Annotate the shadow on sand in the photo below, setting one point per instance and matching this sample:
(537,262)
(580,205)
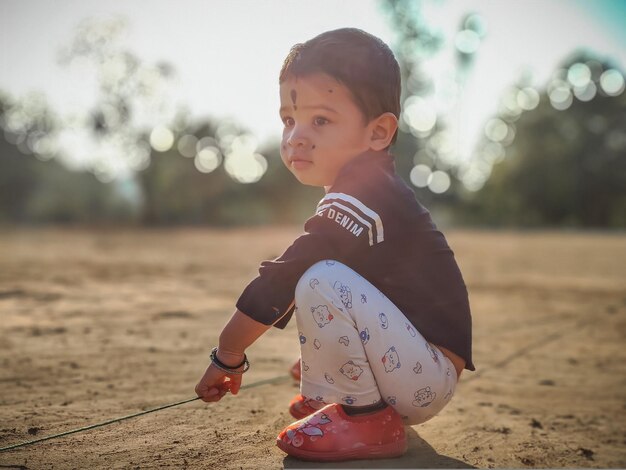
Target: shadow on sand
(419,455)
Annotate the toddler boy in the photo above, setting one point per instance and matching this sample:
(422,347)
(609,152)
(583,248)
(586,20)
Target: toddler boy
(381,307)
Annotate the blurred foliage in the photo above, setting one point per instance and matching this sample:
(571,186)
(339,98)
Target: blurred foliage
(36,191)
(564,167)
(556,167)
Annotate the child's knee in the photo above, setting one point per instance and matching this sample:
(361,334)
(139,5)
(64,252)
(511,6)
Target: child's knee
(320,272)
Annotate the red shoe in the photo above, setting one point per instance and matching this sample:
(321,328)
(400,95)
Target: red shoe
(301,407)
(295,371)
(330,435)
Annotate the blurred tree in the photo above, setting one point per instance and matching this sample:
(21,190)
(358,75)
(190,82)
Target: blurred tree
(427,153)
(565,159)
(40,190)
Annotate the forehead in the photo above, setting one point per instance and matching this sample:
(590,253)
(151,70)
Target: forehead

----------------

_Instruction_.
Quote the lines above, everything from the one containing "Annotate the blurred tree" down to the end of the lines, and nothing else.

_Solution for this problem_.
Annotate the blurred tree in the photo above, setting one point per instance and matching this sample:
(21,190)
(358,75)
(190,82)
Target: blurred tree
(427,153)
(565,159)
(40,190)
Annotate the forehead in the photo above, setting one point per instance and matching this sample:
(590,253)
(151,70)
Target: forehead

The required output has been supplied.